= Work to do =
a – According to the census map notebook, how many local authorities are there in the UK?
b – Carry on writing the census map notebook from the point where its text ends.
── Extracted text ──
In this notebook we will create an interactive map of the UK which displays the % of Trans men in each local authority. There are 331 local authorities in the UK, and we are using data collected in the 2021 UK Census which included 2 new questions on sexuality and gender identity. The following data used are:
If you’re running this code on your own PC (and not through the Binder link) then you’re going to want to uncomment the lines below so you can install the requisite packages. Another thing to remember is to set your working directory to the correct folder. Otherwise reading in data will be difficult.
# install.packages("leaflet")
# install.packages("sf")
# install.packages("dplyr")
# install.packages("readr")
# used to read-in datasets
library(readr)
# used to manipulate datasets
library(dplyr)
##
## Attaching package: 'dplyr'
## The following objects are masked from 'package:stats':
##
## filter, lag
## The following objects are masked from 'package:base':
##
## intersect, setdiff, setequal, union
# used to read-in spatial data, shapefiles
library(sf)
## Linking to GEOS 3.9.1, GDAL 3.2.3, PROJ 7.2.1
# used to create interactive maps
library(leaflet)
# First, let's read in our gender identity dataset
df <- read_csv('../Data/GI_det.csv')
## Rows: 2648 Columns: 5
## ── Column specification ──────────────────────────────────────────────────────────────────
## Delimiter: ","
## chr (3): Lower tier local authorities Code, Lower tier local authorities, Gender ident...
## dbl (2): Gender identity (8 categories) Code, Observation
##
## ℹ Use `spec()` to retrieve the full column specification for this data.
## ℹ Specify the column types or set `show_col_types = FALSE` to quiet this message.
# Use head function to check out the first few rows - but can also access df via environment pane
head(df, 10)
───
── Dataset extract ──
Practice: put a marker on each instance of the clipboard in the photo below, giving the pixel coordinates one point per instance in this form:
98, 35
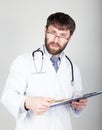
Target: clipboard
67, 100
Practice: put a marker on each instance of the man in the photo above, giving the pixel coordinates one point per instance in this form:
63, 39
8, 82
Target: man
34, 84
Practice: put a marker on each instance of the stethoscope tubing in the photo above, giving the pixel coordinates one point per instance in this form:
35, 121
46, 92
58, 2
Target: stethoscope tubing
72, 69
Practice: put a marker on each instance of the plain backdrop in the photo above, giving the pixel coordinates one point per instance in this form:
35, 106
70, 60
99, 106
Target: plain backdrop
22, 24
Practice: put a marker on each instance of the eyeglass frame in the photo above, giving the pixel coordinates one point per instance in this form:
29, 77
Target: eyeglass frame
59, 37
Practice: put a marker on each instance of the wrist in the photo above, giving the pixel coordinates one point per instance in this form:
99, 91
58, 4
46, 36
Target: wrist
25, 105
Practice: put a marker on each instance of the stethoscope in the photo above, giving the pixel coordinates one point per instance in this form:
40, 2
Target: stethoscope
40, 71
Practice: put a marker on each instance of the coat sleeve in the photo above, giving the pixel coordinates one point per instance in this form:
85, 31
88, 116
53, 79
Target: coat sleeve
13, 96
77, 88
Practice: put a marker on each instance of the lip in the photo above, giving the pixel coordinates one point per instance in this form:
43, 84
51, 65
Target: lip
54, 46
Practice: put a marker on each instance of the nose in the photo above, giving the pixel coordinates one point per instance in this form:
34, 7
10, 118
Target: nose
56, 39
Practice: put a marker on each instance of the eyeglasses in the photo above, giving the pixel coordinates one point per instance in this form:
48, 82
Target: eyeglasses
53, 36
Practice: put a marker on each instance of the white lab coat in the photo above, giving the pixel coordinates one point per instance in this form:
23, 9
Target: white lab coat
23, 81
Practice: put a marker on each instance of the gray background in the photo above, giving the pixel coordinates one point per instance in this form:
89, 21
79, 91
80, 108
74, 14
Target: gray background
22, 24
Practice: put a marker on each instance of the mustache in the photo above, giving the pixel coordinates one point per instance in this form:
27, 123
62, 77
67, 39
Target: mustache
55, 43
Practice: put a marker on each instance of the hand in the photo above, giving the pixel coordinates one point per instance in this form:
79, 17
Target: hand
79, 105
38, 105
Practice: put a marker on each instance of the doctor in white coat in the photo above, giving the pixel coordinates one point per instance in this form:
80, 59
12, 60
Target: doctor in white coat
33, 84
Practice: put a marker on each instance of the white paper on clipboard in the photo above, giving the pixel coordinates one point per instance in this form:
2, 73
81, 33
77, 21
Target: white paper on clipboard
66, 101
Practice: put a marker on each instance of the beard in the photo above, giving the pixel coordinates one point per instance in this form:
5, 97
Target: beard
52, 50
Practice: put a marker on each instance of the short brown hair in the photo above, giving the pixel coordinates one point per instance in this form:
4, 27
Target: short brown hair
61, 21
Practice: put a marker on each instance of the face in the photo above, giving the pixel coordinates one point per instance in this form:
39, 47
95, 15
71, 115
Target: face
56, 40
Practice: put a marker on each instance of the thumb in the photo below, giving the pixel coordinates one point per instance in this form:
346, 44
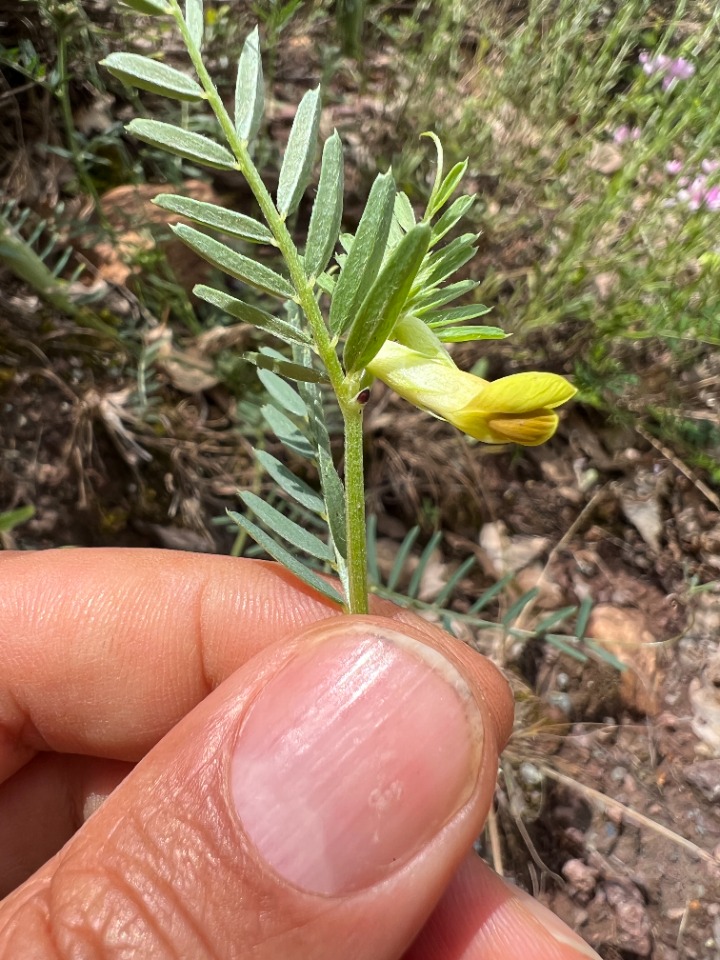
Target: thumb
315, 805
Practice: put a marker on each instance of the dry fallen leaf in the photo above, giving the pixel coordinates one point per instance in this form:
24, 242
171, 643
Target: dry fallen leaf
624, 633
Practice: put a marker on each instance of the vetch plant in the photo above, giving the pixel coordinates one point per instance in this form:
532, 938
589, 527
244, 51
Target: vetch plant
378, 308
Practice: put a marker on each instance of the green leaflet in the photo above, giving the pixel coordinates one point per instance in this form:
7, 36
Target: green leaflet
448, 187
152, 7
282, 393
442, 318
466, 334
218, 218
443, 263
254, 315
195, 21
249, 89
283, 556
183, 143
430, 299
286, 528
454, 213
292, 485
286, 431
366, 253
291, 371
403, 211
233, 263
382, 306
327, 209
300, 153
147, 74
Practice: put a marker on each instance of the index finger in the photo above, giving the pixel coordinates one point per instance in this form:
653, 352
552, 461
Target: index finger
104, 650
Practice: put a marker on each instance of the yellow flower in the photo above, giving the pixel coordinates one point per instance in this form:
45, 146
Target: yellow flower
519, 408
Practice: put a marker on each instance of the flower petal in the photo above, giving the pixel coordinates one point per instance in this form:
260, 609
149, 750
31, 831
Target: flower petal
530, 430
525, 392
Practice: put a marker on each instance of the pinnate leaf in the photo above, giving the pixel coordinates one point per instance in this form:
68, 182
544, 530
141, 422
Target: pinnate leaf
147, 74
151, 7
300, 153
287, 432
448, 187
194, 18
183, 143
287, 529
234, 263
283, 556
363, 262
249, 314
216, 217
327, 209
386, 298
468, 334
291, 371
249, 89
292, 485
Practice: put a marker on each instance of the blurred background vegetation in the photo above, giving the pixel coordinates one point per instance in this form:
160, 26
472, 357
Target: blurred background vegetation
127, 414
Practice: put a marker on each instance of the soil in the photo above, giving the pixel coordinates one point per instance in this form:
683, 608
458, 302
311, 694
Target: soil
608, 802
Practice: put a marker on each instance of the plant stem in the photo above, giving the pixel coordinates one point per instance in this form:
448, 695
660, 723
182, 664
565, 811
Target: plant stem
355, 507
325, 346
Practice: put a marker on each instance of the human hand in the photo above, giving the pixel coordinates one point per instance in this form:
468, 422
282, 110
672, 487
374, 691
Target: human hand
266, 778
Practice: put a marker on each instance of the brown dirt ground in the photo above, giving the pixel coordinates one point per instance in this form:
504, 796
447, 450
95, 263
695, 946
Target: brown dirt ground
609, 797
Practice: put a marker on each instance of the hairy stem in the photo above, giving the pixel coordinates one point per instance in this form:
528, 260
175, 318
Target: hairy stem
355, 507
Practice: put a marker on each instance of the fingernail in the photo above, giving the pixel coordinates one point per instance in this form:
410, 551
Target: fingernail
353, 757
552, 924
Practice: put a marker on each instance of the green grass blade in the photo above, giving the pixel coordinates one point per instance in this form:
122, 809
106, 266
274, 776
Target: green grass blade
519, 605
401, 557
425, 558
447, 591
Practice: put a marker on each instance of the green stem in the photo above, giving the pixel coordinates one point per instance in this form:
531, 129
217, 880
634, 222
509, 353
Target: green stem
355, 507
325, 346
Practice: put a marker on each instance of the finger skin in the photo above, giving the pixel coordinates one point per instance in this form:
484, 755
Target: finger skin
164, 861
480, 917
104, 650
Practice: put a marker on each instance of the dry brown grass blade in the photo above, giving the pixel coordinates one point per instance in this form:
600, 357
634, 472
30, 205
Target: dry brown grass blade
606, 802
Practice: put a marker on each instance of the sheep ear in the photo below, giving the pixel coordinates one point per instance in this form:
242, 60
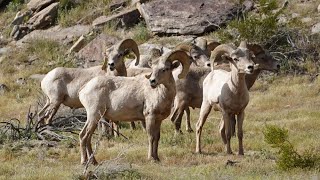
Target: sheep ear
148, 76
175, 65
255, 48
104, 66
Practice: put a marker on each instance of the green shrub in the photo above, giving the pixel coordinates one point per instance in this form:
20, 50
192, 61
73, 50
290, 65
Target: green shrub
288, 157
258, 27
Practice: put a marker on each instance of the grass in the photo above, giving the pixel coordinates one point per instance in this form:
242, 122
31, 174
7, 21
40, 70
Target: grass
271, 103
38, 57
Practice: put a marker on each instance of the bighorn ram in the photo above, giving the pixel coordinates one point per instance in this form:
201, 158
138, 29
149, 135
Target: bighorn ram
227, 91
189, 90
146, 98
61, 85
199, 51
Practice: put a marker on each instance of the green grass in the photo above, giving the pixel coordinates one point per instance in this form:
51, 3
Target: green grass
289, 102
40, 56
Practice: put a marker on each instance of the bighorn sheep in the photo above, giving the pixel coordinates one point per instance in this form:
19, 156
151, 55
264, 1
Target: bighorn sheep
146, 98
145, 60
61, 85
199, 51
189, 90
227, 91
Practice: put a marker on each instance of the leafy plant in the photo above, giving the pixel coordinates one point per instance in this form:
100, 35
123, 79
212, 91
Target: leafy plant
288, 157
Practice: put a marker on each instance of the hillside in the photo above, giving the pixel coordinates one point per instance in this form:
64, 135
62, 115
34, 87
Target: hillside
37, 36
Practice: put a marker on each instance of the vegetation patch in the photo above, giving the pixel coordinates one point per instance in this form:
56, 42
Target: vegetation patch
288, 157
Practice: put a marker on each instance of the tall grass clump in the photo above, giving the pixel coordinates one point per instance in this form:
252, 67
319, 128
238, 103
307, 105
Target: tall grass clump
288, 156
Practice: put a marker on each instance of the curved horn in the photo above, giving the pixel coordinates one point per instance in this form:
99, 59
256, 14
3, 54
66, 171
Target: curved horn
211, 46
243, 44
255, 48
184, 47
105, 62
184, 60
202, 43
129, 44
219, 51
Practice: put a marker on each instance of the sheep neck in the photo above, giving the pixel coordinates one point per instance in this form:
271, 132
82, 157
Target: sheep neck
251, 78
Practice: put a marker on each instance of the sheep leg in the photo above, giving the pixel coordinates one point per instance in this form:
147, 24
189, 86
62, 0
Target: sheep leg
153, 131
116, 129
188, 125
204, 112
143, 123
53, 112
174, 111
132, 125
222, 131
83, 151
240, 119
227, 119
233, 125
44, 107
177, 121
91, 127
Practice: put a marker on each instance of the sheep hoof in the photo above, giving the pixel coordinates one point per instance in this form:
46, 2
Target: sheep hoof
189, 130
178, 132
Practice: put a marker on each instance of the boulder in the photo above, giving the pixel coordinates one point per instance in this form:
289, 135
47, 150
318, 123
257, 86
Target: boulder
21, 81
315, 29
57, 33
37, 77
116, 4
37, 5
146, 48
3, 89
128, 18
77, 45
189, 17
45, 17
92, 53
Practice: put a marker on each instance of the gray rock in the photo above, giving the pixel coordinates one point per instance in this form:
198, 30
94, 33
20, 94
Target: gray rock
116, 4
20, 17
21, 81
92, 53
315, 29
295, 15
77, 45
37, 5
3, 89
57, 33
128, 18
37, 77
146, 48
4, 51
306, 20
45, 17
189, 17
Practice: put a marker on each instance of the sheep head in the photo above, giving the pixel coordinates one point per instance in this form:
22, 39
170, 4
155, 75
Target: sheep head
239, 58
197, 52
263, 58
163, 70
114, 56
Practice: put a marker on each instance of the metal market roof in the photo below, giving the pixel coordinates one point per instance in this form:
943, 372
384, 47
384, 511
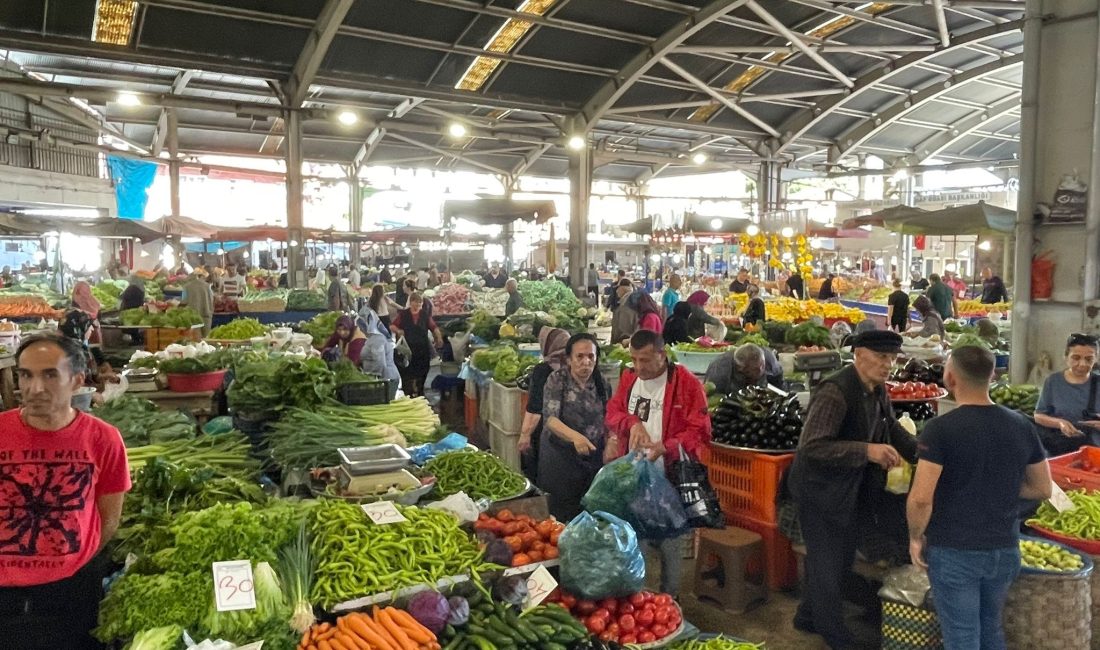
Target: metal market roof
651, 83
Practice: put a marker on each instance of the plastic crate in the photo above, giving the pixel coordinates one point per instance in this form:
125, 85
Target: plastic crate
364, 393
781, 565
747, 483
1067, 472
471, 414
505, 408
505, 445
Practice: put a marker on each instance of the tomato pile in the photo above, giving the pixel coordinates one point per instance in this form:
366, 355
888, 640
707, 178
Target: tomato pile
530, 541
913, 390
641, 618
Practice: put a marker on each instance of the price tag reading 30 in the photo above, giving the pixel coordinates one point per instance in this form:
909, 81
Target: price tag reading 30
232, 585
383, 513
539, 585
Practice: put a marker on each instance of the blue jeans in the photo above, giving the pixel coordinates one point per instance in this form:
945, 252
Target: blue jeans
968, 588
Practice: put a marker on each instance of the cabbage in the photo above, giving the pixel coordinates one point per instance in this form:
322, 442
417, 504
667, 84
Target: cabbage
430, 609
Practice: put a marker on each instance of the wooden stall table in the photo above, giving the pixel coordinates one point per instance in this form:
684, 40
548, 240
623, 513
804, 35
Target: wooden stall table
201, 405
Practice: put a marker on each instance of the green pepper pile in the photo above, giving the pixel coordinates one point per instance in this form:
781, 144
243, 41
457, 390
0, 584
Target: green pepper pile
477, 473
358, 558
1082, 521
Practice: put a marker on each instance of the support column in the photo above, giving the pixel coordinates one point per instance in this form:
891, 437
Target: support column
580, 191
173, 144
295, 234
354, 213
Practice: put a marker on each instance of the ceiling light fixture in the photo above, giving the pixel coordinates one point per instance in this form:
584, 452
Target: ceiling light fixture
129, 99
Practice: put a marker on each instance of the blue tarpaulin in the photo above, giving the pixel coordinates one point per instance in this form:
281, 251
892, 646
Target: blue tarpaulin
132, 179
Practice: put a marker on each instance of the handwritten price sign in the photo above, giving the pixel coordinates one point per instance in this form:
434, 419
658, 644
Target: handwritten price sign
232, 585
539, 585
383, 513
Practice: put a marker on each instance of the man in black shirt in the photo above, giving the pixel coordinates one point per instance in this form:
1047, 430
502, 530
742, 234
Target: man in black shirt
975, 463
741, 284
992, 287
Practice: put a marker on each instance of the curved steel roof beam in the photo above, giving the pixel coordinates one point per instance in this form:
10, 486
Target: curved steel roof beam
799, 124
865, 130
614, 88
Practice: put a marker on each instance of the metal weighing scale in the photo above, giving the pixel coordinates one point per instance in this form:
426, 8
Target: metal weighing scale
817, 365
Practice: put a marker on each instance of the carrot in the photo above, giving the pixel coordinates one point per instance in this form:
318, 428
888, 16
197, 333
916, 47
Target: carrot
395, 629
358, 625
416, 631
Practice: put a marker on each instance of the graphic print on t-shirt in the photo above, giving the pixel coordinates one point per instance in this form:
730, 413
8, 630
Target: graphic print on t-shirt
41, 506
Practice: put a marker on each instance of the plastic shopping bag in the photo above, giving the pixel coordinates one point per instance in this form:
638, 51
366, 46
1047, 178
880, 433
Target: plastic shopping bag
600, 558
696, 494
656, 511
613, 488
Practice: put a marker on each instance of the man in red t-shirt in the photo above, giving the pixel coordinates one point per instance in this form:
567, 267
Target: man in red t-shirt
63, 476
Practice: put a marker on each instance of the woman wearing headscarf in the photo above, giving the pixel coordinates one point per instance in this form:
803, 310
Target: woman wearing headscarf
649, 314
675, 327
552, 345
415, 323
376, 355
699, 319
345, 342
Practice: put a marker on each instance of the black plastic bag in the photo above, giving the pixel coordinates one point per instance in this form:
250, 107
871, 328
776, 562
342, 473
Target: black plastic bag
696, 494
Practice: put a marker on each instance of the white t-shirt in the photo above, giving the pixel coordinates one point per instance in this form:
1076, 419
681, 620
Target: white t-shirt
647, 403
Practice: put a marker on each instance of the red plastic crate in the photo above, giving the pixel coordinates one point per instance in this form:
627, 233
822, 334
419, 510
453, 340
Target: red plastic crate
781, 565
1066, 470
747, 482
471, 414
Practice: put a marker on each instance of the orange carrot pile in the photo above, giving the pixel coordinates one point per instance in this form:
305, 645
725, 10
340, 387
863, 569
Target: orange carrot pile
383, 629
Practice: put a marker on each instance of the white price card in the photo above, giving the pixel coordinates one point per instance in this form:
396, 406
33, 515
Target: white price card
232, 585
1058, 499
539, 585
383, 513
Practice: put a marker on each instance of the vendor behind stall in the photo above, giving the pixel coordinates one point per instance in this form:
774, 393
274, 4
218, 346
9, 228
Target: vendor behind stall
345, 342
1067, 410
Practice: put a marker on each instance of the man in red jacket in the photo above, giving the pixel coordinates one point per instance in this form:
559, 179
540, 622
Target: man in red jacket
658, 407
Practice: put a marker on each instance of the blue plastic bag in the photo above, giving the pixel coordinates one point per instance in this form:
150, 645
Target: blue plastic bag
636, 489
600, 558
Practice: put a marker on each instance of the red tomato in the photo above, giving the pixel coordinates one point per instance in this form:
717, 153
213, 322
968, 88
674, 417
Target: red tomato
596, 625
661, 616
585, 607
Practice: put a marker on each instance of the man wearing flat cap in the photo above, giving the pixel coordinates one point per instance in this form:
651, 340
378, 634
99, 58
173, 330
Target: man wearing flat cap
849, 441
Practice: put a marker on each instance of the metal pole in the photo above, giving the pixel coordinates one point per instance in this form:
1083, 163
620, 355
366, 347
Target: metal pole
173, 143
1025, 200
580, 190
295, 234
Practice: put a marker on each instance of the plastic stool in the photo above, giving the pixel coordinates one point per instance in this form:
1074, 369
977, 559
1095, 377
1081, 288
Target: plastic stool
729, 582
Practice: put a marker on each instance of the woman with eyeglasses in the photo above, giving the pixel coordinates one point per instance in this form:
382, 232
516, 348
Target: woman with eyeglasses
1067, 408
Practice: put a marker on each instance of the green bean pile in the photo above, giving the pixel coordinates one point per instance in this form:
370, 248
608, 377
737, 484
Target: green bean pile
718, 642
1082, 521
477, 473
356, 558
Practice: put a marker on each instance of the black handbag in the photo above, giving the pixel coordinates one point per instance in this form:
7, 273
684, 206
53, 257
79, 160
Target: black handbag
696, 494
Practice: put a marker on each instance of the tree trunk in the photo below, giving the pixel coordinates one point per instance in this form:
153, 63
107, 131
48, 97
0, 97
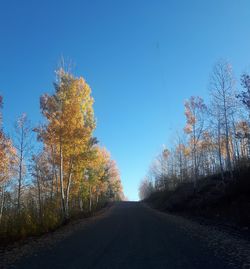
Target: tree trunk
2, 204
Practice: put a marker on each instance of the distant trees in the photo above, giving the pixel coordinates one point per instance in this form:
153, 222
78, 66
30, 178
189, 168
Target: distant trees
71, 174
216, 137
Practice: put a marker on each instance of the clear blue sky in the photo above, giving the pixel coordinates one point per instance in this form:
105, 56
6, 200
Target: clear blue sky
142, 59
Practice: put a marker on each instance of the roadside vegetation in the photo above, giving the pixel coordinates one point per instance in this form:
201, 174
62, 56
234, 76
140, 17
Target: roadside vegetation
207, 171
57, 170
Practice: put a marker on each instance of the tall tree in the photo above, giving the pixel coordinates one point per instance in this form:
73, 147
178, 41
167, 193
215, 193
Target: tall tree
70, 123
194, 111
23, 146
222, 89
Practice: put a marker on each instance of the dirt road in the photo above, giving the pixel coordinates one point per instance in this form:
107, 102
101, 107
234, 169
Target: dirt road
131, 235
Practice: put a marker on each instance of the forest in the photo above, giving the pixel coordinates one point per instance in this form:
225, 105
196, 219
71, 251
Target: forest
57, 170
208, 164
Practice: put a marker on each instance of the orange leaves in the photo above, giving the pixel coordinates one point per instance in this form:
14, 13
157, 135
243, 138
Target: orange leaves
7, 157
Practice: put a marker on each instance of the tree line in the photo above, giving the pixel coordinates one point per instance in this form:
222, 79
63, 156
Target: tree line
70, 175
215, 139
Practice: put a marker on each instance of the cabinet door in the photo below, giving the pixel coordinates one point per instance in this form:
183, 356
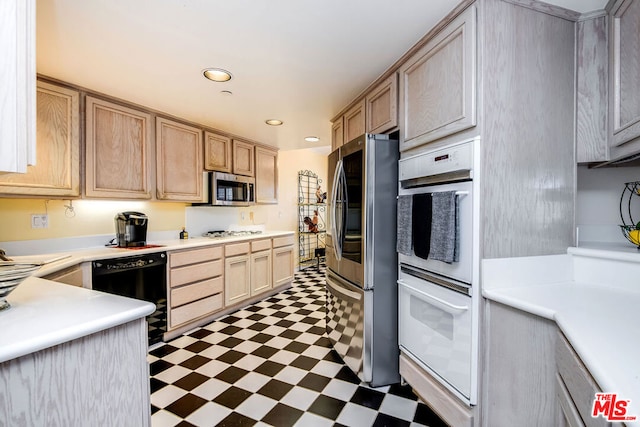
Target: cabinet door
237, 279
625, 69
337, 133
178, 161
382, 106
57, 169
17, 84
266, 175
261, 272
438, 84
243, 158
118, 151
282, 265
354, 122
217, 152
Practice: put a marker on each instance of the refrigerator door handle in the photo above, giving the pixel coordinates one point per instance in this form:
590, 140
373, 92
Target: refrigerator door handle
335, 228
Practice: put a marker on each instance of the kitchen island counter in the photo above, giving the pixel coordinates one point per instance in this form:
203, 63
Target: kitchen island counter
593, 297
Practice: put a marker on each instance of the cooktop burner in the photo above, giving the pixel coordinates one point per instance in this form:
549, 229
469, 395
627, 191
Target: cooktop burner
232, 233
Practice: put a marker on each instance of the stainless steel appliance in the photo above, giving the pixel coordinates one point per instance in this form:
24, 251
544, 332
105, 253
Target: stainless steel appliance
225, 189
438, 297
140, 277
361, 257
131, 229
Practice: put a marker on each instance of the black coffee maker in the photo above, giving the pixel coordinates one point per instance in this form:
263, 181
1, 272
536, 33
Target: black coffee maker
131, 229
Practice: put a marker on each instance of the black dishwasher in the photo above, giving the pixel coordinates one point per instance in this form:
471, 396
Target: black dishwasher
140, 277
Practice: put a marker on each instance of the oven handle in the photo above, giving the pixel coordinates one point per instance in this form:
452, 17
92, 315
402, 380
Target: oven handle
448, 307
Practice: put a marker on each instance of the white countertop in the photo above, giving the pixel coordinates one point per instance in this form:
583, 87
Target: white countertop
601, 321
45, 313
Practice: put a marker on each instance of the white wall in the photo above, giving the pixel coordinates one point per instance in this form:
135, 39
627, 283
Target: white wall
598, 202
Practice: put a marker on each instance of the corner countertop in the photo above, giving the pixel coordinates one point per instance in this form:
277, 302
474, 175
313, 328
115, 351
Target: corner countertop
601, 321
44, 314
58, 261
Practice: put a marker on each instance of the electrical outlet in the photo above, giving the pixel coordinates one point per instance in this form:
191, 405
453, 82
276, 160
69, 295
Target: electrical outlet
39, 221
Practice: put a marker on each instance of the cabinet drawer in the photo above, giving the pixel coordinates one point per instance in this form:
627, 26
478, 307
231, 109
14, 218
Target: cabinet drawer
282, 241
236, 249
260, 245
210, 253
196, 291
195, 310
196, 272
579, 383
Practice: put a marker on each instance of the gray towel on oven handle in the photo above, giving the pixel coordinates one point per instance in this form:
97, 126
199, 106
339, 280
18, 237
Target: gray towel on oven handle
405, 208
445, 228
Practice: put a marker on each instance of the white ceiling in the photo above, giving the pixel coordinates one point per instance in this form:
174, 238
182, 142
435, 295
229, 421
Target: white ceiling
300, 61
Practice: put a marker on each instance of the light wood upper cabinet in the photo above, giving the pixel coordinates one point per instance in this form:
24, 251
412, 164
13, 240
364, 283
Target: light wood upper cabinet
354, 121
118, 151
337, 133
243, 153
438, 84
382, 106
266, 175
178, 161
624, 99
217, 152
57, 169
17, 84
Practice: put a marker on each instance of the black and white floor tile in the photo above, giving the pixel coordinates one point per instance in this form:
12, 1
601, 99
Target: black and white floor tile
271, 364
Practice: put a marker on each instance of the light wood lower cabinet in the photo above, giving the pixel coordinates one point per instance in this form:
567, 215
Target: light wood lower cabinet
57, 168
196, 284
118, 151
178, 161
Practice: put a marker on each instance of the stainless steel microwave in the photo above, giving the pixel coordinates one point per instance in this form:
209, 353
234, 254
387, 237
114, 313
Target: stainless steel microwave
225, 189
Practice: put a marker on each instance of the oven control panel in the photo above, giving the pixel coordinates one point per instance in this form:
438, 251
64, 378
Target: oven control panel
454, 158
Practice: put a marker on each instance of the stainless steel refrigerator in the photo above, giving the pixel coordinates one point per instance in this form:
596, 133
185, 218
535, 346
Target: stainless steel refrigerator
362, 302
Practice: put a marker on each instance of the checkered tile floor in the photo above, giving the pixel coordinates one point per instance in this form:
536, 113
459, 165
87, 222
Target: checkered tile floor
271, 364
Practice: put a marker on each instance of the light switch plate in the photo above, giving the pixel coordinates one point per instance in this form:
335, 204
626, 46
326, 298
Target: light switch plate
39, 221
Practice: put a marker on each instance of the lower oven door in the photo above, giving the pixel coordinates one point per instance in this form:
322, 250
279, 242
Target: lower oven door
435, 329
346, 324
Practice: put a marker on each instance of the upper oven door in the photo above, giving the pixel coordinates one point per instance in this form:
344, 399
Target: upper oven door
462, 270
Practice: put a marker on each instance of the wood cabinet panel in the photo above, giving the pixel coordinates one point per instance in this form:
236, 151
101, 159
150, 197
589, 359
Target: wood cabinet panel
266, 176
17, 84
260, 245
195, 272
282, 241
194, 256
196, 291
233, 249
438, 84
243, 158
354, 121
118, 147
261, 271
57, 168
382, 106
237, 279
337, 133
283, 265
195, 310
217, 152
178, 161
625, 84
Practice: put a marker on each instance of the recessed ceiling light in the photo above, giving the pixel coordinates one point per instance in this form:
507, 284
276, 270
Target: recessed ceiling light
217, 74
───
= Results in order =
a – There are 331.

b –
## # A tibble: 10 × 5
## `Lower tier local authorities Code` Lower tier local authoriti…¹ Gender identity (8 c…²
## <chr> <chr> <dbl>
## 1 E06000001 Hartlepool -8
## 2 E06000001 Hartlepool 1
## 3 E06000001 Hartlepool 2
## 4 E06000001 Hartlepool 3
## 5 E06000001 Hartlepool 4
## 6 E06000001 Hartlepool 5
## 7 E06000001 Hartlepool 6
## 8 E06000001 Hartlepool 7
## 9 E06000002 Middlesbrough -8
## 10 E06000002 Middlesbrough 1
## # ℹ abbreviated names: ¹​`Lower tier local authorities`,
## # ²​`Gender identity (8 categories) Code`
## # ℹ 2 more variables: `Gender identity (8 categories)` <chr>, Observation <dbl>
Before we can calculate the %’s of trans men in each local authority, it’s good to do some housekeeping and get our dataframe in order.
There’s a few things that need sorting including:
The pipe operator is used to pass the result of one function directly into the next one. E.g. let’s say we had some code:
sorted_data <- my_data %\>% filter(condition) %\>% arrange(sorting_variable)
What we’re doing is using the pipe operator to pass my_data to the filter() function, and the result of this is then passed to the arrange() function.
Basically, pipes allow us to chain together a sequence of functions in a way that’s easy to read and understand.
In the code below we use the pipe operator to pass our dataframe to the rename function.
This basically supplies the rename function with its first argument, which is the dataframe to filter on.
# Rename columns using the rename function from dplyr
# Specify what you want to rename the column to, and supply the original column string
df <- df %>%
rename(LA_code = `Lower tier local authorities Code`,
# backticks ` necessary when names are syntactically invalid, e.g. spaces, special characters etc.
LA_name = `Lower tier local authorities`,
GI_code = `Gender identity (8 categories) Code`,
GI_cat = `Gender identity (8 categories)`)
# Let's use the colnames function to see if it worked
colnames(df)
## [1] "LA_code" "LA_name" "GI_code" "GI_cat" "Observation"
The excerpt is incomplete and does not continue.